# Instruction:
Please copy the following lines word for word, keeping every character as it appears.

+++

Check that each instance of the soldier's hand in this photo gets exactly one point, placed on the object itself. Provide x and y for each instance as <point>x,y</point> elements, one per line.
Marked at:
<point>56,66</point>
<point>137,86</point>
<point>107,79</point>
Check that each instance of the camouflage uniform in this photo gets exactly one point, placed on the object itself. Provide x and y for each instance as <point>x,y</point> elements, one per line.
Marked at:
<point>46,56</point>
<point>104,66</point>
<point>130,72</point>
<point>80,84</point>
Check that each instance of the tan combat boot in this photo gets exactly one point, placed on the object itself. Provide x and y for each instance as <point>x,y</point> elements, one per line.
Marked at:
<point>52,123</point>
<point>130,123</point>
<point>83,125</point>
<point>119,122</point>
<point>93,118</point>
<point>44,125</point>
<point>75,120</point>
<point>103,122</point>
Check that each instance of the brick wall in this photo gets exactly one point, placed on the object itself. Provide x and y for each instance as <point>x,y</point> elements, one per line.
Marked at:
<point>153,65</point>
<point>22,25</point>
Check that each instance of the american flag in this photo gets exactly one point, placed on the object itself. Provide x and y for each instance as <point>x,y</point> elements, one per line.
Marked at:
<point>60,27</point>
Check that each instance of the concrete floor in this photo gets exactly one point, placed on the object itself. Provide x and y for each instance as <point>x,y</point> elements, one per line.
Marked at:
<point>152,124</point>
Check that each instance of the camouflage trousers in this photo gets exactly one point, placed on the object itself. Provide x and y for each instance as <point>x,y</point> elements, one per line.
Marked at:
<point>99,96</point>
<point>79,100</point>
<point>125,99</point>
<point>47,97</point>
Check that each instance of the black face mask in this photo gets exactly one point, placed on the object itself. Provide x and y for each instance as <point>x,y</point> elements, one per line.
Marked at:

+++

# Exercise output:
Check that each instance of the soldier's hand in this photo gets exactly one point, placed on the object itself. Provide x and y for each instance as <point>x,y</point> elements, one per line.
Marked at:
<point>56,66</point>
<point>137,86</point>
<point>107,79</point>
Check that each instance of the camouflage uniform in this photo gets exactly one point, placed on the object itself. Provide x and y for each instance as <point>x,y</point> elements, one per line.
Marked at:
<point>46,56</point>
<point>104,66</point>
<point>130,72</point>
<point>80,84</point>
Check that each instance of the tan combat boot in this photo gets exactly one point, placed on the object itself. Provide x and y for each instance as <point>x,y</point> elements, one per line.
Marked at:
<point>52,123</point>
<point>130,123</point>
<point>83,125</point>
<point>119,122</point>
<point>93,118</point>
<point>44,125</point>
<point>75,120</point>
<point>103,122</point>
Check that each instance of the brick wall in this photo gets exactly one point, placed on the object itself. Provide x and y for each instance as <point>x,y</point> elements, one per line.
Marked at:
<point>153,65</point>
<point>22,25</point>
Check that each instance of the american flag in this photo gets exactly one point, placed on the object itself. Provide x and y for each instance as <point>x,y</point> elements, one per line.
Marked at:
<point>60,27</point>
Check that each instance of the concrete floor in this photo gets exactly one point, placed on the object itself. Provide x and y for each instance as <point>x,y</point> elements, one per line.
Marked at:
<point>152,124</point>
Check that each instance of the camouflage trousers in this photo gets exactly one point, placed on the object itself. Provide x and y for each instance as <point>x,y</point> elements, one per line.
Marked at:
<point>99,96</point>
<point>79,100</point>
<point>125,99</point>
<point>47,97</point>
Check that each instance of the black face mask in this photo gets exactly one point, placed on the object itself. Provide x and y for each instance as <point>x,y</point> elements, one per line.
Marked at:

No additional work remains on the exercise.